- WHAT TO PRODUCE
Where does the string "instance" occur in the records? Copy each line that holds it.
▬▬▬
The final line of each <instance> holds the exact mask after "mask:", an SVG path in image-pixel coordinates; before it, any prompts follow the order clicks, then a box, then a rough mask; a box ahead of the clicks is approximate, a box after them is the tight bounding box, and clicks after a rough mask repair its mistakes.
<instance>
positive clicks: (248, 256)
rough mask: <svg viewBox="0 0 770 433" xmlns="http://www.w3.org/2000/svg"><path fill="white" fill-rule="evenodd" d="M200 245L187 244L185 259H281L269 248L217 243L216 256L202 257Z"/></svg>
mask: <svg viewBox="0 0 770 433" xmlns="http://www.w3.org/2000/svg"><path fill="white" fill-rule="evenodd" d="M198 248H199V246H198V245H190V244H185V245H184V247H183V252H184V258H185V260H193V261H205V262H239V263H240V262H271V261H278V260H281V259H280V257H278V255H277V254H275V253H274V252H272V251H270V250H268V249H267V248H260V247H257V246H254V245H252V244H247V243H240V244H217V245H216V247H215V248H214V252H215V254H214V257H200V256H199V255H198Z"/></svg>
▬▬▬
- REPLY TO THE TASK
The final line of each <instance> holds the exact mask after "mask:", an SVG path in image-pixel coordinates; before it, any prompts follow the order clicks, then a box, then a rough mask; a box ahead of the clicks is approximate, a box after them is the tight bounding box, and clicks after a rough mask repair its mistakes.
<instance>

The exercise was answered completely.